Task instructions |
1 > In the patch email, what two sanity checks decide whether the vCPU PID information is usable?
2 > Reproduce the patch email from "On 10/30/18 5:25" to "honour this data.", swapping "discarded" for "ignored".

Supplied passage |
____
[libvirt] [PATCH 1/2] qemu: fix recording of vCPU pids for MTTCG

John Ferlan jferlan at redhat.com
Tue Oct 30 11:30:52 UTC 2018



On 10/30/18 5:25 AM, Daniel P. Berrangé wrote:
> On Mon, Oct 29, 2018 at 05:55:36PM -0400, John Ferlan wrote:
>>
>>
>> On 10/17/18 10:15 AM, Daniel P. Berrangé wrote:
>>> MTTCG is the new multi-threaded impl of TCG which follows
>>> KVM in having one host OS thread per vCPU. Historically
>>> we have discarded all PIDs reported for TCG guests, but
>>> we must now selectively honour this data.
>>>
>>> We don't have anything in the domain XML that indicates
>>> whether a guest is using TCG or MTTCG. While QEMU does
>>> have an option (-accel tcg,thread=single|multi), it is
>>> not desirable to expose this in libvirt. QEMU will
>>> automatically use MTTCG when the host/guest architecture
>>> pairing is known to be safe. Only developers of QEMU TCG
>>> have a strong reason to override this logic.
>>>
>>> Thus we use two sanity checks to decide if the vCPU
>>> PID information is usable. First we see if the PID
>>> duplicates the main emulator PID, and second we see
>>> if the PID duplicates any other vCPUs.
____
Source data |
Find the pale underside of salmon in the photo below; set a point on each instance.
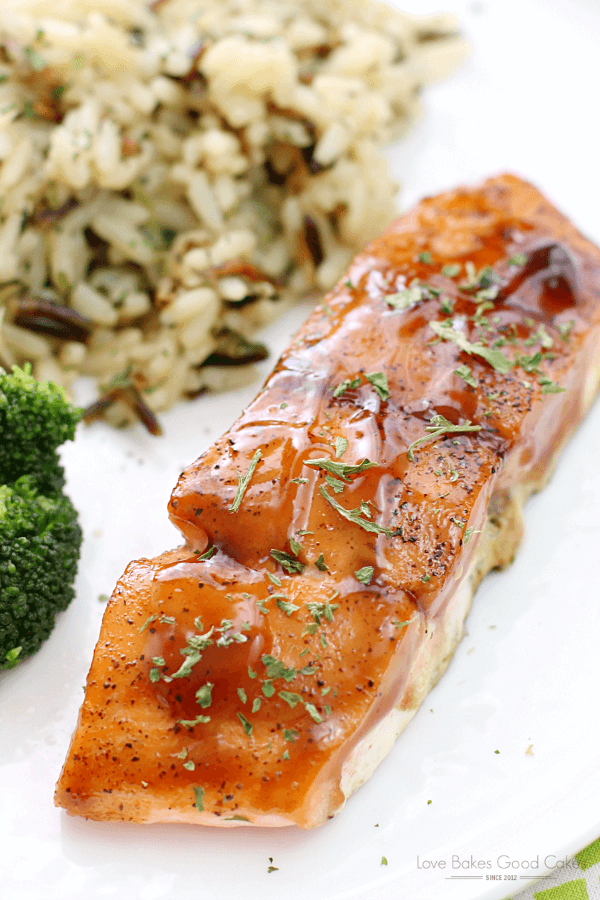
____
Solutions by task |
1 > They check whether the PID duplicates the main emulator PID and whether it duplicates any other vCPUs.

2 >
On 10/30/18 5:25 AM, Daniel P. Berrangé wrote:
> On Mon, Oct 29, 2018 at 05:55:36PM -0400, John Ferlan wrote:
>>
>>
>> On 10/17/18 10:15 AM, Daniel P. Berrangé wrote:
>>> MTTCG is the new multi-threaded impl of TCG which follows
>>> KVM in having one host OS thread per vCPU. Historically
>>> we have ignored all PIDs reported for TCG guests, but
>>> we must now selectively honour this data.